■ **Extracted text**

Cubs are making progress in rebuilding team
The White Sox did nothing on the day of MLB's trade deadline, but they'd already secured their place on the "Deadline Winners" lists in many columns and blogs.
Try as they might, the Cubs hadn't accomplished much of anything with 18 or so hours remaining before Tuesday's deadline. If nothing else, their new front office ultimately demonstrated that they can work on a tight deadline.
Last Monday, the Cubs had reportedly traded Ryan Dempster to the Braves for young hurler Randall Delgado. Dempster awoke from an afternoon nap to news of the trade being all over Twitter. He used his 10-and-5 rights to block it, drawing the wrath of many Cubs fans and leaving the Cubs scrambling to work out a deal with his preferred team, the Dodgers.

■ **Written exercise A**
Change "Twitter" to "social media" in the Cubs article. Start at the words "Try as they" and stop after "team, the Dodgers.".
The rows have no connection to the Cubs article.

■ **Exercise inputs**
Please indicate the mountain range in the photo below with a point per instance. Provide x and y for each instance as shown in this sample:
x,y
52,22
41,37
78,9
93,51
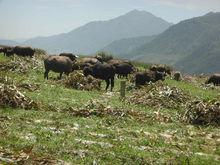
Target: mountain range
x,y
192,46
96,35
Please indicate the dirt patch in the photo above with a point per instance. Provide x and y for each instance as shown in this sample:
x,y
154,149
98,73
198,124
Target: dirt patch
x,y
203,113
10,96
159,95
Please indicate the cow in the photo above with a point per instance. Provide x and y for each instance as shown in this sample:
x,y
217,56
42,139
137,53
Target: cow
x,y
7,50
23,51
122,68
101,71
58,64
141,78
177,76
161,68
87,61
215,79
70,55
* * *
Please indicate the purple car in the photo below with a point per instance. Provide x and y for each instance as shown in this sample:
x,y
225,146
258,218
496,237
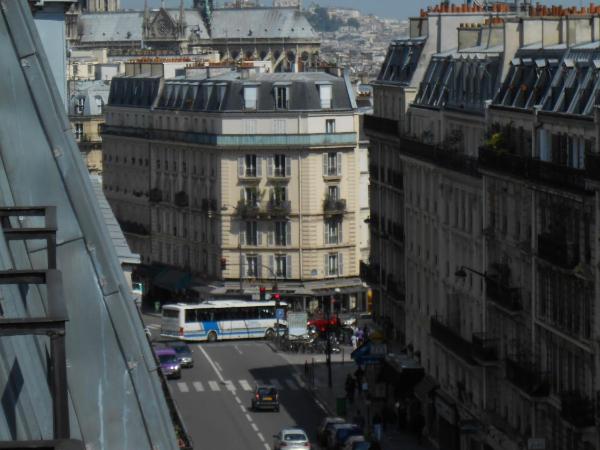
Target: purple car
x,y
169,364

■ **Written exercise B**
Pull out each line in the rows that contains the word "purple".

■ **Final result A**
Try as they might, the Cubs hadn't accomplished much of anything with 18 or so hours remaining before Tuesday's deadline. If nothing else, their new front office ultimately demonstrated that they can work on a tight deadline.
Last Monday, the Cubs had reportedly traded Ryan Dempster to the Braves for young hurler Randall Delgado. Dempster awoke from an afternoon nap to news of the trade being all over social media. He used his 10-and-5 rights to block it, drawing the wrath of many Cubs fans and leaving the Cubs scrambling to work out a deal with his preferred team, the Dodgers.

■ **Final result B**
Please indicate the purple car in the photo below with a point per instance. Provide x and y for each instance as shown in this sample:
Target: purple car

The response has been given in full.